## Data listing
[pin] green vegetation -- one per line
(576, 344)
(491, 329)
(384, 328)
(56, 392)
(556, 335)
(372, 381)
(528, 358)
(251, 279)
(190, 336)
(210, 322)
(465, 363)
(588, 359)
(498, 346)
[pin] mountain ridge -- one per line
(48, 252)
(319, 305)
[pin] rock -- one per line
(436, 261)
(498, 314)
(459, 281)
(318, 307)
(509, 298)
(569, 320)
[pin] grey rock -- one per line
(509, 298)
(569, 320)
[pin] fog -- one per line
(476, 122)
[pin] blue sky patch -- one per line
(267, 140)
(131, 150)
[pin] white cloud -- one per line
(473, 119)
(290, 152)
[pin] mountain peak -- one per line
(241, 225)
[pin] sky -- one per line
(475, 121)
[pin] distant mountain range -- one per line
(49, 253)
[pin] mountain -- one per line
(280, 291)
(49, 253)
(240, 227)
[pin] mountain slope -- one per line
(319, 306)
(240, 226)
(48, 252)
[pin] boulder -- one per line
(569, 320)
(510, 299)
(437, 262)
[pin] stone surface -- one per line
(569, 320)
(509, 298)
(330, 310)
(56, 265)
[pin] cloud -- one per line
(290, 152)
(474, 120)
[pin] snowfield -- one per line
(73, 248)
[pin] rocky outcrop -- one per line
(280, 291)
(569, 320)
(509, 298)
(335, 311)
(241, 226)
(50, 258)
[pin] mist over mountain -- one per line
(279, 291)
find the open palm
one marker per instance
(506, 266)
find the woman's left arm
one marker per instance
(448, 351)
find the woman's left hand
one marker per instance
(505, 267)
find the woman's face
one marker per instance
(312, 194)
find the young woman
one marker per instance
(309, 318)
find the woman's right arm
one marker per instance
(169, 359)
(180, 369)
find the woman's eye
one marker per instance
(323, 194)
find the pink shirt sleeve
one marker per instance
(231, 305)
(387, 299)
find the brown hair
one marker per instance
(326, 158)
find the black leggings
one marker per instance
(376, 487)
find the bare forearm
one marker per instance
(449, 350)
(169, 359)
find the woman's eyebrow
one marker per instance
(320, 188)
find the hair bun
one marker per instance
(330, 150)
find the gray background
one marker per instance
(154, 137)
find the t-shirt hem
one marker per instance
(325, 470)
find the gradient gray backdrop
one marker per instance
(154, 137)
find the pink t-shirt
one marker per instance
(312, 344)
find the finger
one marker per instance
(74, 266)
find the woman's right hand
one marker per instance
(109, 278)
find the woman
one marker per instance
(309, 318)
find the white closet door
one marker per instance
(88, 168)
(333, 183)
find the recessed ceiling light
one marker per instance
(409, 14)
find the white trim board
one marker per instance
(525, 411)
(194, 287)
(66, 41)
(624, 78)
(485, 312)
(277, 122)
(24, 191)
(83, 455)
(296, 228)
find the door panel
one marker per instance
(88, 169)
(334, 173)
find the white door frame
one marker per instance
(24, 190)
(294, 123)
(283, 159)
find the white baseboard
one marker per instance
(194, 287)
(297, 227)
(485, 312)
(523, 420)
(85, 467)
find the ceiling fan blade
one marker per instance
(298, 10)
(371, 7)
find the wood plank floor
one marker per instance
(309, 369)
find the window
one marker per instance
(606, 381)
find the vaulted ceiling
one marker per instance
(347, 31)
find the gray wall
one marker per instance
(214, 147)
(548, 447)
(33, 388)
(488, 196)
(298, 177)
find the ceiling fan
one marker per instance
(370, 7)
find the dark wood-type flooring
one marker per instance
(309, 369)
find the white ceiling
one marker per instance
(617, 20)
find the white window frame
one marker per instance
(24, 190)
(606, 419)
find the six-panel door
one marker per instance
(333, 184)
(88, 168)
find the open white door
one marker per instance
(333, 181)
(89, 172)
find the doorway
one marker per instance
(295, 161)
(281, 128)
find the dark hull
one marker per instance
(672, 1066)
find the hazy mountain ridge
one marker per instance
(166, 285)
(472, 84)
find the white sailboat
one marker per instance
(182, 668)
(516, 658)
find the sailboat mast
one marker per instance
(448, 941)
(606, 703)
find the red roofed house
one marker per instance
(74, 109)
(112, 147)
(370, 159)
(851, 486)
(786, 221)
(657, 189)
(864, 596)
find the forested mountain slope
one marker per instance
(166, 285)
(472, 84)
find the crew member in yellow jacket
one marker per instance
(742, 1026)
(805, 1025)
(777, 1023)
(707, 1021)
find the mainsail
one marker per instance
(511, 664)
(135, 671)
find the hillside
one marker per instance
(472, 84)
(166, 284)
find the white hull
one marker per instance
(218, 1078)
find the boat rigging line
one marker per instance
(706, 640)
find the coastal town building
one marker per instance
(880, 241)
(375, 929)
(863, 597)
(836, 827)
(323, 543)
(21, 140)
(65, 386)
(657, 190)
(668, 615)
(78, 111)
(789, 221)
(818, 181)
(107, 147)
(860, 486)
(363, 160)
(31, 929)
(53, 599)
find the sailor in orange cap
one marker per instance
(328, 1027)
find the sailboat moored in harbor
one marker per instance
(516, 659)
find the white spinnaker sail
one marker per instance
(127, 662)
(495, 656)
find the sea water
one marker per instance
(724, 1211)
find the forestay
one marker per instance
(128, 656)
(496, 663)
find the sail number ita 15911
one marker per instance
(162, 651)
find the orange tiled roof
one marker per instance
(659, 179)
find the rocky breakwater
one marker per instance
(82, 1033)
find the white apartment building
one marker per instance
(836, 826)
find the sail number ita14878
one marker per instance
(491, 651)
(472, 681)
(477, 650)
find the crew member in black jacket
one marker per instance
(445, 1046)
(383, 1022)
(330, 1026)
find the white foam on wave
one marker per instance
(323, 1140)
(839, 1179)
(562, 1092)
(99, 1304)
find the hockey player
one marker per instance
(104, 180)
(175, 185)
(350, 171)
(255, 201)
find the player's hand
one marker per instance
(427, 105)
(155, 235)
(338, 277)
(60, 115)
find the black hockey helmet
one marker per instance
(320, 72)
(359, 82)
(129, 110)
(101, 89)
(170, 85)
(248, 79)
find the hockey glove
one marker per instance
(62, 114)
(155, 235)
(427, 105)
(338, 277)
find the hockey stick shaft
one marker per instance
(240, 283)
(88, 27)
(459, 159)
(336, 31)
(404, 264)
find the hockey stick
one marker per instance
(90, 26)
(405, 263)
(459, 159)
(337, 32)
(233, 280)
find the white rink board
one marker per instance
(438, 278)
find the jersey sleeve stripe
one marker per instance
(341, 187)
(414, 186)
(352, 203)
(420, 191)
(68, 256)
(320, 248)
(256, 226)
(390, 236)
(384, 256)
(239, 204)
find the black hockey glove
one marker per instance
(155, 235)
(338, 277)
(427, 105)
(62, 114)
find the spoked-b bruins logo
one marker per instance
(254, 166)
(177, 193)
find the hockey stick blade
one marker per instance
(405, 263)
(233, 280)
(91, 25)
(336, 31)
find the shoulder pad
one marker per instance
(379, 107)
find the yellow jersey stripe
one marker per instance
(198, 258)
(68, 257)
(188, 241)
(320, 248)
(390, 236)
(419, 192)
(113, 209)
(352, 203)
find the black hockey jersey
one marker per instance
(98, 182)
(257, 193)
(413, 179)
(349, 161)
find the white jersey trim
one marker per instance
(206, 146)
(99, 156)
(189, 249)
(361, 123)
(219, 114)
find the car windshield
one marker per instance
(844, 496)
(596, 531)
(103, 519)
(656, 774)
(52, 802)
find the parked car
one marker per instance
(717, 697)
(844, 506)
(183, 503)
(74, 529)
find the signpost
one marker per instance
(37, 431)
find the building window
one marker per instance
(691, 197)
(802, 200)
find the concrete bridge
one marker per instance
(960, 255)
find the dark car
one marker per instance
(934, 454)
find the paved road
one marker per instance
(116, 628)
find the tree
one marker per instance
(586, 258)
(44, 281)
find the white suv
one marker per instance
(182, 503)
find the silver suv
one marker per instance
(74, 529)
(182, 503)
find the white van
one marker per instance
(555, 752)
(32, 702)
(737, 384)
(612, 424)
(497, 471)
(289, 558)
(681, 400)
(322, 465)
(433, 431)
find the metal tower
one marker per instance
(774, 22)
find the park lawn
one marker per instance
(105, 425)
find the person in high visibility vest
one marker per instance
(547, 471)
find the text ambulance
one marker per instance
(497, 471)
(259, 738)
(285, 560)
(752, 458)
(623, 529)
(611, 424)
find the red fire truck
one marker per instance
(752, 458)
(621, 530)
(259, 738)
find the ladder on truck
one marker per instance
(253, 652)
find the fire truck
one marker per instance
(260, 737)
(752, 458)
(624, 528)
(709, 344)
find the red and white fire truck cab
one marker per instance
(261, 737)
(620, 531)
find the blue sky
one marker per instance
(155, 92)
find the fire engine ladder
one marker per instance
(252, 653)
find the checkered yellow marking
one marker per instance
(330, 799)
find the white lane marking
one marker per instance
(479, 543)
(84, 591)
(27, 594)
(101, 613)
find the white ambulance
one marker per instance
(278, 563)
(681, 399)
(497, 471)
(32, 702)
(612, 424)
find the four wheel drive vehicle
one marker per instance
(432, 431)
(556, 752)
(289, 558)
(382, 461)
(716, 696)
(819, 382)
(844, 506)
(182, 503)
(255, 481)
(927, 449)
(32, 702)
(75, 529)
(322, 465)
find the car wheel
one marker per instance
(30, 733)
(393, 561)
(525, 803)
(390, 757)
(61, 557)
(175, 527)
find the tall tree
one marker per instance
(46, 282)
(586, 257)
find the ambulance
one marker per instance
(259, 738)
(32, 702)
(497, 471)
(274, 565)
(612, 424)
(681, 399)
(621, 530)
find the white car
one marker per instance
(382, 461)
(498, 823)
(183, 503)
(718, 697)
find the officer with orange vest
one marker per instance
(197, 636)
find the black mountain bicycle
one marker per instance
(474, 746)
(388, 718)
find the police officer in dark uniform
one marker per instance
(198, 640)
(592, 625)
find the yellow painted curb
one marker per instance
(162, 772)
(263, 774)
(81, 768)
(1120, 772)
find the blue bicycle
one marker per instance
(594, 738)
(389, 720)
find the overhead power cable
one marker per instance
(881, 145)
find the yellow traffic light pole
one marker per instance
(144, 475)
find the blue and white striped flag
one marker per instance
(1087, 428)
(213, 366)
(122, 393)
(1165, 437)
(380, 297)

## Task instructions
Reproduce, character for character, only the lines of the preceding data that start at the line with "find the text ambulance" and end at the line with "find the four wheel drive vehicle", both included.

## Output of the exercise
find the text ambulance
one marker per instance
(497, 471)
(259, 738)
(285, 560)
(752, 458)
(623, 529)
(611, 424)
find the red fire truck
one marker per instance
(752, 458)
(621, 530)
(259, 738)
find the ladder on truck
one marker per instance
(253, 652)
find the fire truck
one marker per instance
(260, 737)
(752, 458)
(624, 528)
(709, 344)
find the red and white fire truck cab
one marker per instance
(261, 737)
(620, 531)
find the blue sky
one marker per instance
(155, 92)
find the fire engine ladder
one marker per instance
(252, 653)
find the checkered yellow marking
one marker per instance
(330, 799)
find the white lane marking
one marker per instance
(479, 543)
(84, 591)
(27, 594)
(101, 613)
find the white ambulance
one marker per instance
(278, 563)
(681, 399)
(497, 471)
(32, 702)
(612, 424)
find the four wheel drive vehicle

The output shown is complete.